-- Opening Marker --

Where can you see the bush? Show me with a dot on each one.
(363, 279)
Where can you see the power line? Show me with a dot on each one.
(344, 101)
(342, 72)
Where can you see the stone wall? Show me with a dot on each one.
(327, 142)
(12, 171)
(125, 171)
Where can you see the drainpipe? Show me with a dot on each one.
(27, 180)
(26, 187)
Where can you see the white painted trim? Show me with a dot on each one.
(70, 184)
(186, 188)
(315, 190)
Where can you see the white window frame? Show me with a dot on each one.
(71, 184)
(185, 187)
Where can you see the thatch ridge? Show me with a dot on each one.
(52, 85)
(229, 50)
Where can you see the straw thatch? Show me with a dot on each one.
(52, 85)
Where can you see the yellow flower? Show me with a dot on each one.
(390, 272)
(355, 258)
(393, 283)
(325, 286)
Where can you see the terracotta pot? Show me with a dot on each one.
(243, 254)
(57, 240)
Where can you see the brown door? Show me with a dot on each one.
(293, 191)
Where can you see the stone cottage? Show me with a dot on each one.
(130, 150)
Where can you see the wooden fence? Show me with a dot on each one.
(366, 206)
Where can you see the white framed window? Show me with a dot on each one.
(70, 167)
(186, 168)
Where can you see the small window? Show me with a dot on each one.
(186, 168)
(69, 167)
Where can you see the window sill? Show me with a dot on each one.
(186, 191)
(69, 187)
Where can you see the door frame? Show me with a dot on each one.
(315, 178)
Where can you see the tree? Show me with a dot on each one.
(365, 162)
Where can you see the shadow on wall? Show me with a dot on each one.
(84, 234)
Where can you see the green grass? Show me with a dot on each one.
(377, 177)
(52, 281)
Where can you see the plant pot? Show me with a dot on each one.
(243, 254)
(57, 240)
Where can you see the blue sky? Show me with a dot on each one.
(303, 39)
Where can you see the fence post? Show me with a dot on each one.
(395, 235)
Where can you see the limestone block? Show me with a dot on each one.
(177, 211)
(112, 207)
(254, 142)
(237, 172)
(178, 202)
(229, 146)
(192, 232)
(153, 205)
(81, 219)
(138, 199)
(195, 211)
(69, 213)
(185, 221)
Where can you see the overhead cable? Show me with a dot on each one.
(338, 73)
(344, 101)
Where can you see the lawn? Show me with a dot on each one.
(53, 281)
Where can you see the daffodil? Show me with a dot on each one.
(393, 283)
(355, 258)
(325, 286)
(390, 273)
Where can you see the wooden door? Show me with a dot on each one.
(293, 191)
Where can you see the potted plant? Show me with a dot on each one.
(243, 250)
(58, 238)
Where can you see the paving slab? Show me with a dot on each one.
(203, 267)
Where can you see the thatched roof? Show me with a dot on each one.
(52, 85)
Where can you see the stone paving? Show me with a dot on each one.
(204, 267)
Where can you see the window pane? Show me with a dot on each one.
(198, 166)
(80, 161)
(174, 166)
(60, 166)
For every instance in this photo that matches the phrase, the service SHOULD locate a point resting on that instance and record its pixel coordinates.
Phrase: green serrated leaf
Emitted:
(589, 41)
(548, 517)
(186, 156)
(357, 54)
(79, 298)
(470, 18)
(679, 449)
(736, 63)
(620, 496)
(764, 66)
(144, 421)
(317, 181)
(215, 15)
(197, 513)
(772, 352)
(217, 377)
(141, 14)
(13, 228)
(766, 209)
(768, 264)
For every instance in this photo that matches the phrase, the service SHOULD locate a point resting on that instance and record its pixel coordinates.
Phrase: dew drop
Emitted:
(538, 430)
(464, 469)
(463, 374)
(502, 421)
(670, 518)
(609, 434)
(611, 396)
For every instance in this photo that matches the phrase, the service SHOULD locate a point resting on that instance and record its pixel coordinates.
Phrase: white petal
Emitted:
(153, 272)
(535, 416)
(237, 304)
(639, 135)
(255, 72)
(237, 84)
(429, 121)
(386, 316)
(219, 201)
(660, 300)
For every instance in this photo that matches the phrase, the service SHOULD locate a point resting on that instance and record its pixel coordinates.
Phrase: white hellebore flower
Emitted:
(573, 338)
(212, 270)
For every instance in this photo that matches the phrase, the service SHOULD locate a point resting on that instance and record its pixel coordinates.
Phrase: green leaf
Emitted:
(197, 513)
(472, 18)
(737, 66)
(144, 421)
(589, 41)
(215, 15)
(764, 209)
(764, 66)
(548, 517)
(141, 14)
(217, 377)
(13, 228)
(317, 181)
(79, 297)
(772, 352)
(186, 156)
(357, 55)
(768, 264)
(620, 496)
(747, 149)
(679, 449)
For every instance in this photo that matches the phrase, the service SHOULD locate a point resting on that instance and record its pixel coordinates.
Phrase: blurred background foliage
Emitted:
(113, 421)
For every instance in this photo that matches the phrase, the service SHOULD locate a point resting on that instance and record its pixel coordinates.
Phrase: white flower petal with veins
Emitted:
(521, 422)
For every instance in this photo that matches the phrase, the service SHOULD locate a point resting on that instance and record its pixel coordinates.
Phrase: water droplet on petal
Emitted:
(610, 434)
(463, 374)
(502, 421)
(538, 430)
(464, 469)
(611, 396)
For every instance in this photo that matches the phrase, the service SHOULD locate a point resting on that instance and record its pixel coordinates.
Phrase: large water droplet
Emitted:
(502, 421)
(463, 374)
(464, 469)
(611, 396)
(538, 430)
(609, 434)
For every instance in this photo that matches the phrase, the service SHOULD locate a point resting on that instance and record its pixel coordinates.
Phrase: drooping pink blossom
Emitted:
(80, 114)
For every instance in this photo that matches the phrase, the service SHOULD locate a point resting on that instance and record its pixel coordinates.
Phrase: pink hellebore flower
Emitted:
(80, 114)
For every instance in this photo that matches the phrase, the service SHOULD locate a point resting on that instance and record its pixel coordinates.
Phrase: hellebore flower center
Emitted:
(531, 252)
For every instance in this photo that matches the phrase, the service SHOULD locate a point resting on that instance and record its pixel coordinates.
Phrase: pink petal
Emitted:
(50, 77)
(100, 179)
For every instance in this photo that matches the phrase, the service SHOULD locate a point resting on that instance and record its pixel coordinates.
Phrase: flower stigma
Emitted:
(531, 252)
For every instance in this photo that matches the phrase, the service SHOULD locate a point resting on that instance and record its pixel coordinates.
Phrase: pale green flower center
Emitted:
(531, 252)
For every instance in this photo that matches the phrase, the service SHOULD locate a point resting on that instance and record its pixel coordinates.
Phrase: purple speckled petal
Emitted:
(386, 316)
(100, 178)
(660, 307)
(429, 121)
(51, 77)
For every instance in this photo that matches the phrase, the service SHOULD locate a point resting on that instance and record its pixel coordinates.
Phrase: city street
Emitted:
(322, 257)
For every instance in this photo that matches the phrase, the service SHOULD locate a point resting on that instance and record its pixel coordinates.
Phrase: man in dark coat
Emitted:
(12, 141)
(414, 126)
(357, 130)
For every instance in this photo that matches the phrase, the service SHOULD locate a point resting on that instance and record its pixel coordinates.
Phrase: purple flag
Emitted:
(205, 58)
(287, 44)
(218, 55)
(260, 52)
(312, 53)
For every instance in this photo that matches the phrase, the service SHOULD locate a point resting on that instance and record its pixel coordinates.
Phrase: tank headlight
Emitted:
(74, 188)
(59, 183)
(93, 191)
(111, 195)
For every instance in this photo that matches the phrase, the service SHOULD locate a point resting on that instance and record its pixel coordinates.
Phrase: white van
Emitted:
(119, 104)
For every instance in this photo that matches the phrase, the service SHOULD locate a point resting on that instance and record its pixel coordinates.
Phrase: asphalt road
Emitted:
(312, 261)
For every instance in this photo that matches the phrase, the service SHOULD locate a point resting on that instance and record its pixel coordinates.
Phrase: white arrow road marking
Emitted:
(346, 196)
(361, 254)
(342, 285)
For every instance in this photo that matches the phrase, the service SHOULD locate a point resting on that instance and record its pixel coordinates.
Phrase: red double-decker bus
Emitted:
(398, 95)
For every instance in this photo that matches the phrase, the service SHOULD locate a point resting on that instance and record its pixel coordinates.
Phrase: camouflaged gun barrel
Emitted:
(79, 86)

-- Closing Marker --

_PROBLEM TO WORK ON:_ Look above for the line holding "Phrase: pink hellebore flower", then set down exactly that line and every line after it up to and including the line holding "Phrase: purple flag", with nothing else.

_SOLUTION TO THIS PROBLEM:_
Phrase: pink hellebore flower
Emitted:
(80, 114)
For every instance in this photo that matches the phrase, the service SHOULD locate a point resting on that instance and record its pixel coordinates.
Phrase: hellebore flower center
Emitted:
(531, 252)
For every instance in this photo that matches the phrase, the service SHOULD locate a point resting on that instance and record its pixel coordinates.
Phrase: pink petal
Emitted:
(50, 77)
(100, 179)
For every instance in this photo that matches the phrase, the service SHOULD locate a point resting on that instance and record its pixel coordinates.
Phrase: flower stigma
Emitted:
(531, 252)
For every instance in this photo that matches the phrase, the service SHOULD locate a point resting on that instance and record its pixel coordinates.
Phrase: pale green flower center
Emitted:
(531, 252)
For every instance in this photo that matches the phrase, the service SHOULD locate a point resting on that instance and record its pixel coordinates.
Phrase: purple speckled petal
Emitted:
(386, 316)
(100, 178)
(660, 307)
(429, 121)
(51, 77)
For every instance in this photo that matches the phrase, the service SHOULD locate a point resting on that instance and record its pixel coordinates.
Phrase: city street
Emitted:
(322, 257)
For every instance in this photo that matches the phrase, the service SHOULD locate a point resting on that instance and record its pixel coordinates.
Phrase: man in dark coat
Emitted:
(12, 141)
(414, 126)
(357, 130)
For every instance in this photo that matches the phrase, the service SHOULD locate a point resting on that instance and record its pixel coordinates.
Phrase: purple flag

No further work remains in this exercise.